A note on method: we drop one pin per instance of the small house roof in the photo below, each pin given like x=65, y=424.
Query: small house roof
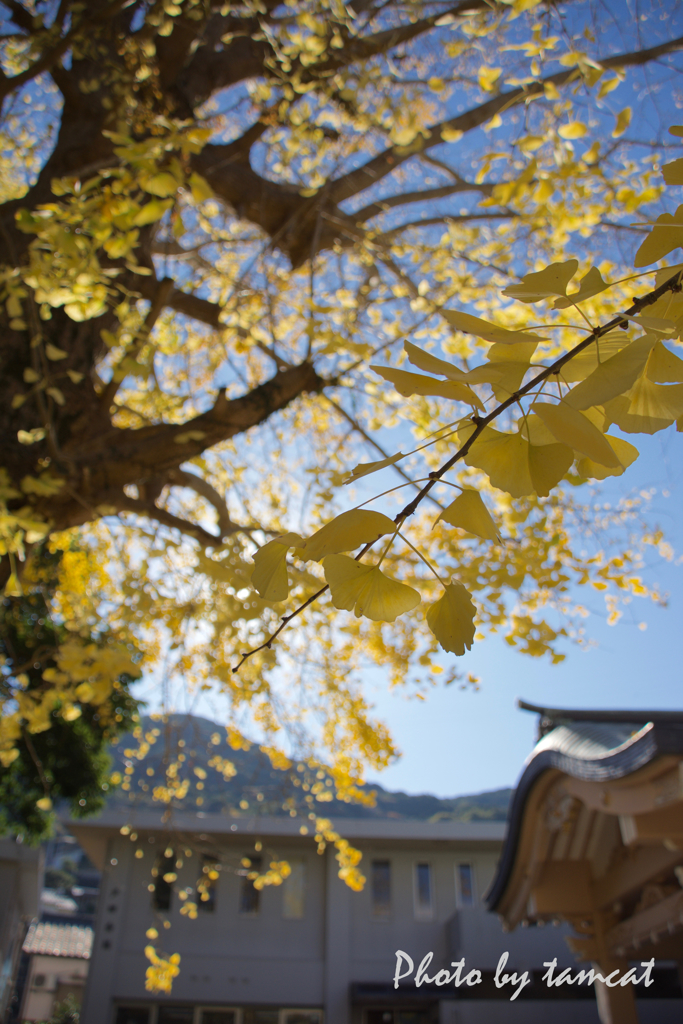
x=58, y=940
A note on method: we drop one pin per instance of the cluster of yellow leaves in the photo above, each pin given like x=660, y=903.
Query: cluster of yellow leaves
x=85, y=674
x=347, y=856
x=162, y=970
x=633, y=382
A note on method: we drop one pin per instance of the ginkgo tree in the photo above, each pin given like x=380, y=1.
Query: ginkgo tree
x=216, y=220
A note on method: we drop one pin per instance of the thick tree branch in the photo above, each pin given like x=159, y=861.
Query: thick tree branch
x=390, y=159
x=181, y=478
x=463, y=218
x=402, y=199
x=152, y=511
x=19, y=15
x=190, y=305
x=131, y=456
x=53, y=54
══════════════════════════════
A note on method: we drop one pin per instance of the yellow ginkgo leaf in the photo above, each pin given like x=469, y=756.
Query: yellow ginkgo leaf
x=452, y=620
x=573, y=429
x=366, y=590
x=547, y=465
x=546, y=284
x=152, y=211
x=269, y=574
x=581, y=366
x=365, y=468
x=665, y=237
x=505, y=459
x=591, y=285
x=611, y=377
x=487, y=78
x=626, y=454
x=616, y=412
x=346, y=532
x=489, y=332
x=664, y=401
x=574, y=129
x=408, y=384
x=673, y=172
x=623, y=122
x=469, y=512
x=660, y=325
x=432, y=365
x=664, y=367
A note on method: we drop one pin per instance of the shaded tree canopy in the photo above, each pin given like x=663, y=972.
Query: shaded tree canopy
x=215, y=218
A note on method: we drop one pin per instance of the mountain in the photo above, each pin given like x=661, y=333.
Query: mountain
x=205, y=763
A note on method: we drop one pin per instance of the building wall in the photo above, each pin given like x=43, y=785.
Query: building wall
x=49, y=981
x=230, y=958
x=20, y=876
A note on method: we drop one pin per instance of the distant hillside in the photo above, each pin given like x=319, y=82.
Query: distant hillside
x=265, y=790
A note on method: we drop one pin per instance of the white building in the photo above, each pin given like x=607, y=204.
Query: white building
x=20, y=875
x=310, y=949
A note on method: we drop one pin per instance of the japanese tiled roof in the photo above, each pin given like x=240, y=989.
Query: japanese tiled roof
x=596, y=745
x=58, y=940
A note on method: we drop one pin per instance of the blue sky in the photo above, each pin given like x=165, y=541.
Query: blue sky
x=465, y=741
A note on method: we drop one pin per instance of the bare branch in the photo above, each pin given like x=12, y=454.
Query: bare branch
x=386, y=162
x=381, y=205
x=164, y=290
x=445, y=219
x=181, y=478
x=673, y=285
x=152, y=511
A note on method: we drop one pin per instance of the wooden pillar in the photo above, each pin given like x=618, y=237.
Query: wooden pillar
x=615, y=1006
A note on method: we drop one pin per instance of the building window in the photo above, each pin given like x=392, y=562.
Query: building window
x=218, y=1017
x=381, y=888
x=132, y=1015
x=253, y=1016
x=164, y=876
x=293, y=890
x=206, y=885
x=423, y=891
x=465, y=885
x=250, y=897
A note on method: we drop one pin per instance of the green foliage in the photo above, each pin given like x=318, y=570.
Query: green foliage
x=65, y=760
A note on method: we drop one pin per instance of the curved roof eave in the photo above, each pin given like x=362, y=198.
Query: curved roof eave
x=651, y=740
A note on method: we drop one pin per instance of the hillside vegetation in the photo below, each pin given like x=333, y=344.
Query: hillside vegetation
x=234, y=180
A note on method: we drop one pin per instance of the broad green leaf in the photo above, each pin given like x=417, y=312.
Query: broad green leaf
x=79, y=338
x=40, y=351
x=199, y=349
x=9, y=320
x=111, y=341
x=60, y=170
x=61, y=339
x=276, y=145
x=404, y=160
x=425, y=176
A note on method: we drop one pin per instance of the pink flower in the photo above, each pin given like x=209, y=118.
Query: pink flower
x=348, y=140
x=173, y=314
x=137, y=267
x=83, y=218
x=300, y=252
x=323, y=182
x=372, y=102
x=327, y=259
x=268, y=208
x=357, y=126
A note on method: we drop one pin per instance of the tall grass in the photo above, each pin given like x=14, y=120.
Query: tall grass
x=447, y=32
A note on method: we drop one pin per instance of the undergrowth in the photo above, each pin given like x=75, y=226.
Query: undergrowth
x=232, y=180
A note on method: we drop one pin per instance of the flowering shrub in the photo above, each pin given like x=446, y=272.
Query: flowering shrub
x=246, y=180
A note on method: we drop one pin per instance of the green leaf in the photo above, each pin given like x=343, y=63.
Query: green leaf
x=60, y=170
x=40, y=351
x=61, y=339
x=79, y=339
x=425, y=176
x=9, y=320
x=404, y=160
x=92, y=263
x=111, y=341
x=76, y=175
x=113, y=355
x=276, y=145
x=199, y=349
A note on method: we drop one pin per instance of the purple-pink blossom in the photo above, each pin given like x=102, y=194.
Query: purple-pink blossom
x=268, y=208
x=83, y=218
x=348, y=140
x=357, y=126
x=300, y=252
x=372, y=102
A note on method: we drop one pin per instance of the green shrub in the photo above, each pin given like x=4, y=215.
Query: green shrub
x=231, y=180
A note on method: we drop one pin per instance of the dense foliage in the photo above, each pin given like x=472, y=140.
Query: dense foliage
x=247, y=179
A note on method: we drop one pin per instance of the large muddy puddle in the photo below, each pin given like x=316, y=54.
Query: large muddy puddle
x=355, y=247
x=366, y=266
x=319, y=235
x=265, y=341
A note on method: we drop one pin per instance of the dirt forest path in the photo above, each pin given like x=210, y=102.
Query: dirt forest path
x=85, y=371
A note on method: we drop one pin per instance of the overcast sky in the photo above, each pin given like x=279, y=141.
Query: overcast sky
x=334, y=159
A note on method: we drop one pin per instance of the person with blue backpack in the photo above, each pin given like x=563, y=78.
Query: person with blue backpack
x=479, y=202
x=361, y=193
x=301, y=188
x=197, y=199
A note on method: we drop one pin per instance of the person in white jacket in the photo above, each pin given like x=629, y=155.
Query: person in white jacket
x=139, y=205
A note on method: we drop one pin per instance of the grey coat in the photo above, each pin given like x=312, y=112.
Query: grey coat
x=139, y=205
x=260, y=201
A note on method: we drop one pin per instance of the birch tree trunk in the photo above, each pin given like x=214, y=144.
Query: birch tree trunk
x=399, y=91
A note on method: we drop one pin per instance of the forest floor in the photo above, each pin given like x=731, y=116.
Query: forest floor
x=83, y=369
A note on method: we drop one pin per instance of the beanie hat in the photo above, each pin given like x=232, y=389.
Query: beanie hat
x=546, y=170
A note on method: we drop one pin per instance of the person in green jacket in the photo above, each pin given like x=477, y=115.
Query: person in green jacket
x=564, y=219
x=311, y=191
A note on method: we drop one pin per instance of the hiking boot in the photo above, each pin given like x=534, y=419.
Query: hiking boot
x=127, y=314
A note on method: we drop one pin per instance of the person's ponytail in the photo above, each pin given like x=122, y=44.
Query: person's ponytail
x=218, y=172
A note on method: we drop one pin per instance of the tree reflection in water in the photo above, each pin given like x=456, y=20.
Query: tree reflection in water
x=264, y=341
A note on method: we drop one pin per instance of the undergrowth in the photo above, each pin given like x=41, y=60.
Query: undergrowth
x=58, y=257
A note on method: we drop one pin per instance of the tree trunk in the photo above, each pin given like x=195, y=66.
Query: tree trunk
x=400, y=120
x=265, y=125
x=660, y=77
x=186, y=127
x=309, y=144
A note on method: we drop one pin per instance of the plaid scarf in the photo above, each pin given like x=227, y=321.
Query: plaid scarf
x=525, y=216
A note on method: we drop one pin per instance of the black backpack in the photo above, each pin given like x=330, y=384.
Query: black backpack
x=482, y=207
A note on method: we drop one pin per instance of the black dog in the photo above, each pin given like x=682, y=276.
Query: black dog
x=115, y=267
══════════════════════════════
TO DO
Scan the entries and show every line in which the word "below" is found.

COMPLETED EXERCISE
A note on method: we drop one pin per instance of the small house roof in the photo below, each pin given like x=65, y=424.
A note on method: we drop one pin per instance of the hillside vegetation in the photo below, each pin given like x=333, y=344.
A note on method: we drop one pin per instance of the large muddy puddle in the photo below, each pin given like x=316, y=54.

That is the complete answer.